Task objective =>
Continue the passage about pretrained audio models and their classifier outputs from the point where it stops.

With all of these models, you only need to set run_pretrained_classifier to True and then the model will save the classification outputs in the classification/original_classifier_outputs folder. Only predictions exceeding the classifier_threshold value will be saved. A csv file in the shape of the annotations.csv file is also saved corresponding to the class predictions. The dashboard will also contain an extra label_by option default_classifier.

Available models

The models all have their model specific code to ensure inference runs smoothly. More info on the models and their pipelines can be found here.

Models currently include:

Name	ref paper	ref code	sampling rate	input length	embedding dimension
AudioMAE	paper	code	16 kHz	10 s	768
AudioProtoPNet	paper	code	32 kHz	5 s	1024
AvesEcho_PASST	paper	code	32 kHz	3 s	768
AVES_ESpecies	paper	code	16 kHz	1 s	768
BEATs	paper	code	16 kHz	10 s	768
BioLingual	paper	code	48 kHz	10 s	512
BirdAVES_ESpecies	paper	code	16 kHz	1 s	1024
BirdMAE	paper	code	32 kHz	10 s	1280
BirdNET	paper	code	48 kHz	3 s	1024
Google_Whale	paper	code	24 kHz	5 s	1280
HumpbackNET	paper	code	2 kHz	3.9124 s	2048
Insect66NET	paper	code	44.1 kHz	5.5 s	1280
Insect459NET	paper	pending	44.1 kHz	5.5 s	1280
Mix2	paper	code	16 kHz	3 s	960
NatureBEATs	paper	code	16 kHz	10 s	768
Perch_Bird	paper	code	32 kHz	5 s	1280
ProtoCLR	paper	code	16 kHz	6 s	384
RCL_FS_BSED	paper	code	22.05 kHz	0.2 s	2048
SurfPerch	paper	code	32 kHz	5 s	1280
VGGish	paper	code	16 kHz	0.96 s	128

Click to see more details on the models

Name	paper	code	training	CNN/Trafo	architecture	checkpoint link
AudioMAE	paper	code	ssl + ft	trafo	ViT	weights
AudioProtoPNet	paper	code	sup l	CNN	ConvNext	included
AvesEcho_PaSST	paper	code	sup l	trafo	PaSST	weights
AVES_ESpecies	paper	code	ssl	trafo	HuBERT	weights
BEATs	paper	code	ssl	trafo	ViT	weights
BioLingual	paper	code	ssl	trafo	CLAP	included
BirdAVES_ESpecies	paper	code	ssl	trafo	HuBERT	weights
BirdMAE	paper	code	ssl	trafo	ViT	included
BirdNET	paper	code	sup l	CNN	EffNetB0	weights
Google_Whale	paper	code	sup l	CNN	EffNetb0	included
HumpbackNET	paper	code	sup l	CNN	ResNet50	weights
Insect66NET	paper	code	sup l	CNN	EffNetv2s	weights
Insect459NET	paper	pending	sup l	CNN	EffNetv2s	pending
Mix2	paper	code	sup l	CNN	MobNetv3	release pending
NatureBEATs	paper	code	ssl	trafo	BEATs	weights
Perch_Bird	paper	code	sup l	CNN	EffNetb0	included
ProtoCLR	paper	code	sup cl	trafo	CvT-13	weights
RCL_FS_BSED	paper	code	sup cl	CNN	ResNet9	weights
SurfPerch	paper	code	sup l	CNN	EffNetb0	included
VGGish	paper	code	sup l	CNN	VGG	weights

Brief description of models

All information is extracted from the respective repositories and manuscripts. Please refer to them for more details

AudioMAE

spectrogram input
self-supervised pretrained model, fine-tuned
vision transformer
trained on general audio

AudioMAE from the facebook research group is a vision transformer pretrained on AudioSet-2M data and fine-tuned on AudioSet-20K.

Data block =>

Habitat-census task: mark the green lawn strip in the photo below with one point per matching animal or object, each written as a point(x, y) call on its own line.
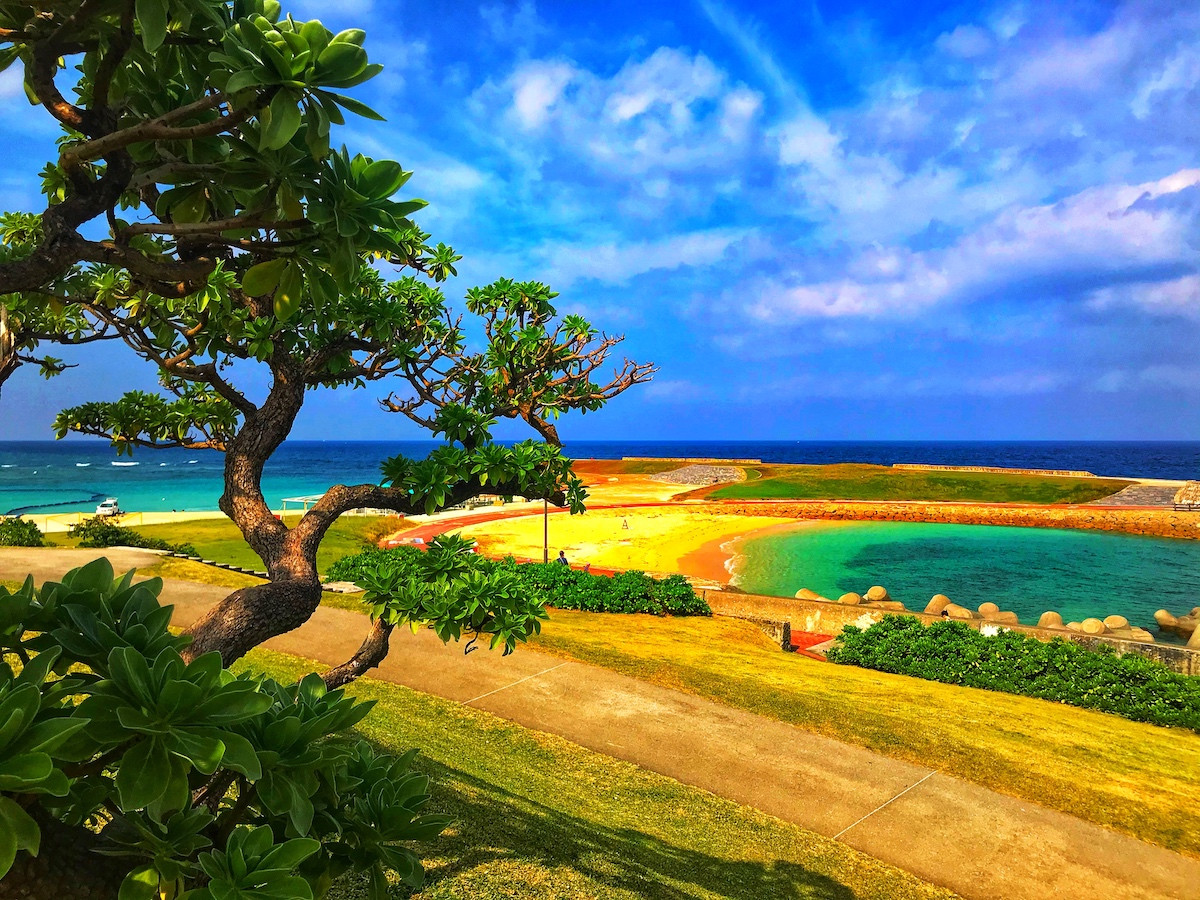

Response to the exercise =>
AudioProtoPNet

spectrogram input
supervised learning, trained using asymmetric loss
ConvNext architecture
trained on the xeno-canto large section of BirdSet

This CNN is trained in two phases. The main contribution of this model is its interpretability. It learned prototypes during its second training phase which can be used during inference time to visualize sections of the spectrogram that were most important for classification. It also reaches competitive performance on bird classification tasks. The (include) classifier can distinguish 9736 classes.

AvesEcho_PaSST

transformer
supervised pretrained model, fine-tuned
pretrained on general audio and bird song data

AvesEcho_PaSST is a vision transformer trained on AudioSet and (deep) fine-tuned on xeno-canto. The model is based on the PaSST framework.

AVES_ESpecies

transformer
self-supervised pretrained model
trained on general audio

AVES_ESpecies is short for Animal Vocalization Encoder based on Self-Supervision by the Earth Species Project. The model is based on the HuBERT-base architecture. The model is pretrained on unannotated audio datasets AudioSet-20K, FSD50K and the animal sounds from AudioSet and VGGSound.

BEATs

trafo
self-supervised learning
trained on AudioSet

BEATs is microsofts SotA audio model based on audio pre-training with acoustic tokenizers. The model reaches competitive results with many bioacosutic models in benchmarks for linear and attentive probing, and is therefore also included in bacpipe as a general audio baseline model.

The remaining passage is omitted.